---- PAGE EXTRACT

In 1993, the Federal Liberal Party demolished the discredited Conservative government, reducing them to 2 seats. Now the Liberals are back on the opposition benches and are left asking, “What went wrong?” The immediate cause of their defeat stems from a series of corruption scandals. However, it is wrong to think that these scandals just fell from the sky and were the accidental actions of individuals. Marx explained that sometimes necessity is expressed through accident; these scandals were merely the product of a malaise in society.

After the near break-up of Canada in 1995, when Québec separatism gained 49.5% of the vote, the Canadian State and their Liberal representatives attempted to head-off another referendum. They instituted the undemocratic “Clarity Act” that outlined the narrow (and unclear) conditions by which the Québec people can express their right to self-determination. They also launched the now infamous “sponsorship program,” where sporting and cultural events in Québec would be supported by the Federal Government in exchange for prominent displays of the Canadian Maple Leaf flag.

--------

YOUR INSTRUCTIONS
From the passage above on the Liberal Party's defeat, list every phrase set inside quotation marks.

---- DATASET EXCERPTS

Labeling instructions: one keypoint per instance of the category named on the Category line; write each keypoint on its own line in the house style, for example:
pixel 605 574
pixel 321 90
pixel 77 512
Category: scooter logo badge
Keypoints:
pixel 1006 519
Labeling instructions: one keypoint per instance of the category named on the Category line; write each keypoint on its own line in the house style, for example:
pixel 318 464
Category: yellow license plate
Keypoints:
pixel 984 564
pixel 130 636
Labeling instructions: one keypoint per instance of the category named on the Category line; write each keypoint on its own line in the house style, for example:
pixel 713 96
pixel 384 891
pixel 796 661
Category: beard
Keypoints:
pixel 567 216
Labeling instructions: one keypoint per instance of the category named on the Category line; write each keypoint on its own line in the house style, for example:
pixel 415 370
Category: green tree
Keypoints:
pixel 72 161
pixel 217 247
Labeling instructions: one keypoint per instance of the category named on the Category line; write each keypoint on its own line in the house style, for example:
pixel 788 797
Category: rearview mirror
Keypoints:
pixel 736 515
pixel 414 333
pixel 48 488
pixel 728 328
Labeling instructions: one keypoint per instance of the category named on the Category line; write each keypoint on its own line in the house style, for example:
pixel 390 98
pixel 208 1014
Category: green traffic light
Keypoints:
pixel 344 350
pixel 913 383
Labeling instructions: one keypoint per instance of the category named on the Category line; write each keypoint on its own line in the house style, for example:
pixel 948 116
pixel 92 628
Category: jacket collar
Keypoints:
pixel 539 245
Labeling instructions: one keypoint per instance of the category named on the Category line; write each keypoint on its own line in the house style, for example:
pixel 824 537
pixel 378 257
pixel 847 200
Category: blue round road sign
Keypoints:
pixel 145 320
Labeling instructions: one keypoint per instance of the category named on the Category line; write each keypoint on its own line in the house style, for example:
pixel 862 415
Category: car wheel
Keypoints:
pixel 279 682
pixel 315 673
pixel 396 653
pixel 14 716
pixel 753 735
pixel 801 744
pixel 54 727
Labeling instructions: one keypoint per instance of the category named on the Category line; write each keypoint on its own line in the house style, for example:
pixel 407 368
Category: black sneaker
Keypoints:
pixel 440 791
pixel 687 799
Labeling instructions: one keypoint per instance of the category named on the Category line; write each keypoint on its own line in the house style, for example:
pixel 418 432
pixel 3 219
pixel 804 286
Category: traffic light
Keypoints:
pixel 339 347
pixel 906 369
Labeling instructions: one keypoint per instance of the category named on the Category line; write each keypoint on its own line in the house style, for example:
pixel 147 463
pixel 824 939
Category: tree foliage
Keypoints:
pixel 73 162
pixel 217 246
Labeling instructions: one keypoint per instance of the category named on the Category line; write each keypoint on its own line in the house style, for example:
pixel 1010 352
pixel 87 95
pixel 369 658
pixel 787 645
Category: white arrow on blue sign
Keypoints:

--------

RESULT OF THIS EXERCISE
- What went wrong?
- Clarity Act
- sponsorship program